Source text =>
# Surf at HBSP



## rickyble

Fish the surf this am early and got one good whiting. Got it on shrimp and fishbite Bloodworm on the end. Cleaned and ready to eat. I should be out there ever morning this week.


----------



## SmoothLures

See any sand fleas? Gonna fish down there once or twice between tomorrow and Sunday.


----------



## rickyble

no sand fleas yet. wish i had. the big whitings love them not to mention pomps


----------



## SmoothLures

No doubt. Going to Yucca in the morning. Holler if you do any good.


----------



## surfmom

We fished surf Sunday and Monday not a nibble zilch nada zero lol


----------



## rickyble

heading down this am early and fish the incoming tide...not ideal but at least ill wet a hook.


----------



## rickyble

fished yesterday morning early and nothing just surfmom. Nothing not even a nibble


----------



## rickyble

sorry i meant just like surfmom had. Nothing not even a bite


----------



## ChefRobb

rickyble said:


> sorry i meant just like surfmom had. Nothing not even a bite


OK...thanks for clarifying. I was scratching my head wondering what kind of rig and what type of bait you would catch surfmom on. I was leaning towards a diamond jig.

Information supplied =>
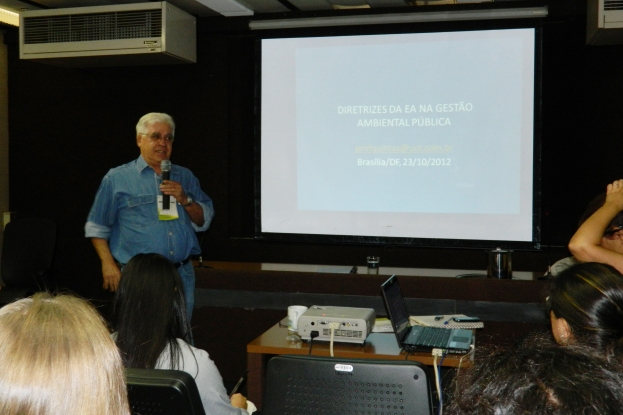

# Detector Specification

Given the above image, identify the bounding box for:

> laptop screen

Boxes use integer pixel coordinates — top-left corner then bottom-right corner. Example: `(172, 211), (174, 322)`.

(381, 275), (411, 344)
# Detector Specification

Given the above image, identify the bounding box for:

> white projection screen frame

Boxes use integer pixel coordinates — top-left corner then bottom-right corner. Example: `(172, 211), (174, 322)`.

(256, 27), (540, 249)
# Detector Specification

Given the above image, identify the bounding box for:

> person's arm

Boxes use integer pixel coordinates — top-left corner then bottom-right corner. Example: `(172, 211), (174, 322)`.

(229, 393), (247, 411)
(569, 180), (623, 272)
(91, 238), (121, 292)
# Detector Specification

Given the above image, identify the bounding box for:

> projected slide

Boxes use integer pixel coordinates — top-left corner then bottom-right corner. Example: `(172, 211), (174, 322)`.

(261, 29), (535, 241)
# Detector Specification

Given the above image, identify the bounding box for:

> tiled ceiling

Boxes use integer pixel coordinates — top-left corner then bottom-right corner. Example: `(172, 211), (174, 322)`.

(0, 0), (508, 16)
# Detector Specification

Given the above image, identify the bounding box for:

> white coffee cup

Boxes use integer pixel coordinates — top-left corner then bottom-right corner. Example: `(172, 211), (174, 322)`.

(288, 305), (307, 331)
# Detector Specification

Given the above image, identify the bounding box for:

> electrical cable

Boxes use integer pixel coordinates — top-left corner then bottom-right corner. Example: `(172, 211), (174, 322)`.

(329, 322), (340, 357)
(437, 352), (446, 415)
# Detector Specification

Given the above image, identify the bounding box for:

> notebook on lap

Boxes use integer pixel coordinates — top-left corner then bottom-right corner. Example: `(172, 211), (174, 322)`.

(381, 275), (474, 353)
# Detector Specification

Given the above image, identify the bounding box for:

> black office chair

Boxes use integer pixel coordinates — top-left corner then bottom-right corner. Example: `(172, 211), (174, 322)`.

(262, 356), (432, 415)
(126, 368), (205, 415)
(0, 218), (56, 305)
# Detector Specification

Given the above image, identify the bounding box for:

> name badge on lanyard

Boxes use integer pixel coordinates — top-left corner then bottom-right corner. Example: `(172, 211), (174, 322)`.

(158, 195), (180, 220)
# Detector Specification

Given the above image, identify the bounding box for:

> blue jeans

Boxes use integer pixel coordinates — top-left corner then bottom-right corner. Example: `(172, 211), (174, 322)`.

(177, 261), (195, 324)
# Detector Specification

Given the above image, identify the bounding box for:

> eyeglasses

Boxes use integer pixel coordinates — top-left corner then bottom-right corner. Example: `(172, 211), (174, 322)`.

(139, 133), (175, 143)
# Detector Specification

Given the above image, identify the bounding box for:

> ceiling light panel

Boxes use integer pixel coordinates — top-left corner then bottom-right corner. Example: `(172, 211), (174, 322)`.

(0, 7), (19, 26)
(197, 0), (253, 16)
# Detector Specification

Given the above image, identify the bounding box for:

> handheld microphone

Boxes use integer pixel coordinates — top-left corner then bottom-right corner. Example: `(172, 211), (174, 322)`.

(160, 160), (171, 209)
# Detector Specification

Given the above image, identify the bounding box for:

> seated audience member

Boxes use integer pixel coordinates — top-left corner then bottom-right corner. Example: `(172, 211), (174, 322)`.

(547, 262), (623, 364)
(0, 293), (130, 415)
(113, 254), (255, 415)
(550, 188), (623, 276)
(444, 336), (623, 415)
(569, 180), (623, 272)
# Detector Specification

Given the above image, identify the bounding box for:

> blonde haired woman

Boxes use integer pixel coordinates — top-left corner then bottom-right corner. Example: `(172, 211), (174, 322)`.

(0, 293), (130, 415)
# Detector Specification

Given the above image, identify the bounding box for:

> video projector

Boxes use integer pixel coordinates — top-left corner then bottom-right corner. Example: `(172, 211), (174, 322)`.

(297, 305), (376, 344)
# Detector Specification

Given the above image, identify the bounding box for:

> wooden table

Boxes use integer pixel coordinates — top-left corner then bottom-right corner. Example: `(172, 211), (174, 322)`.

(247, 323), (471, 409)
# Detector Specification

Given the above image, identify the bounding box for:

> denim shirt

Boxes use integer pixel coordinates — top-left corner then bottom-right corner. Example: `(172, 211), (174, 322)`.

(84, 156), (214, 264)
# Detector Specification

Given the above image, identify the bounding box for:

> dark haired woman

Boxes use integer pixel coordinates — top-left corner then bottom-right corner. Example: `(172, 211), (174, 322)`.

(444, 335), (623, 415)
(547, 262), (623, 363)
(569, 180), (623, 272)
(113, 254), (254, 415)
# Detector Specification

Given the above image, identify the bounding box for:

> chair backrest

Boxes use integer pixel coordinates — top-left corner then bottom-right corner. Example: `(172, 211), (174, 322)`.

(0, 218), (56, 290)
(126, 368), (205, 415)
(262, 356), (432, 415)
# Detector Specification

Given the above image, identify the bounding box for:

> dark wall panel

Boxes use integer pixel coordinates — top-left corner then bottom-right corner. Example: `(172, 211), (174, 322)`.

(8, 0), (623, 297)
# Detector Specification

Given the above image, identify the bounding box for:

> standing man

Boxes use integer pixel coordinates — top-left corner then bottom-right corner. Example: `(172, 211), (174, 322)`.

Given instruction => Quote the surf fishing thread word for word, starting with "OK...thanks for clarifying." and going on through "a diamond jig.".

Answer below =>
OK...thanks for clarifying. I was scratching my head wondering what kind of rig and what type of bait you would catch surfmom on. I was leaning towards a diamond jig.